• **EXERCISE REQUIREMENTS**
Edit the material starting at the line that contains "Please examine it carefully. Your task is to find net" and ending at the end of the material. Write those lines again with "cable" replaced by "wire", keeping everything else unchanged.

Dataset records
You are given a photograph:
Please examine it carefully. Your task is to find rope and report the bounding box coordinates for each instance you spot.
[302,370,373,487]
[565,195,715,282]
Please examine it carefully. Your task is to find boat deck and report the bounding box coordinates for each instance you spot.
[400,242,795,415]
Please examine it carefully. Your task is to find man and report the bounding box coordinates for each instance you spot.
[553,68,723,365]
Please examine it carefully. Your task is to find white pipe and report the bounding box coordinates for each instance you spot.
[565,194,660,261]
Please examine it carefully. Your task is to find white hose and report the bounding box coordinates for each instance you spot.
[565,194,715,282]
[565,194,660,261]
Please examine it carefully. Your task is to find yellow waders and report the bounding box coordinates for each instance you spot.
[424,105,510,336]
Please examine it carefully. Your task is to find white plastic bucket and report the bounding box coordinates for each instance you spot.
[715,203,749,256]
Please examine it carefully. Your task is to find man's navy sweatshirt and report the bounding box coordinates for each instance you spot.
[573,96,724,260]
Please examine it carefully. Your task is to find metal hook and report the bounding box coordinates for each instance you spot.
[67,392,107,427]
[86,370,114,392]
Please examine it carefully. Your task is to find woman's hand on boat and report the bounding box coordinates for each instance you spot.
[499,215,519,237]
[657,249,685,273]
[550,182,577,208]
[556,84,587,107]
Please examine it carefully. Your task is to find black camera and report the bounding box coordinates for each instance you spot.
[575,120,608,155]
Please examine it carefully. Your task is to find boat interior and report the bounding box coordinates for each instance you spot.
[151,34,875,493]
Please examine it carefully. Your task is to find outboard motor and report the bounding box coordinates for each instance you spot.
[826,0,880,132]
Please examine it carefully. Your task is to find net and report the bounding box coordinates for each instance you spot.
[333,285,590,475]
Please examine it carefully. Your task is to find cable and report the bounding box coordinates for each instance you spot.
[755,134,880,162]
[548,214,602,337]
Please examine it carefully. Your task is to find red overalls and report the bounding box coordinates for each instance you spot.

• **TASK OUTPUT**
Please examine it carefully. Your task is to find net and report the bounding box coordinates for each instance you spot.
[333,285,590,475]
Please examine it carefully. Your task is to find wire and report the bounding box coordinates for each instance you spot.
[755,134,880,162]
[548,214,602,337]
Please examine it carefully. Your task is to find red overalls and report the bounding box coordinates for each instance you spot.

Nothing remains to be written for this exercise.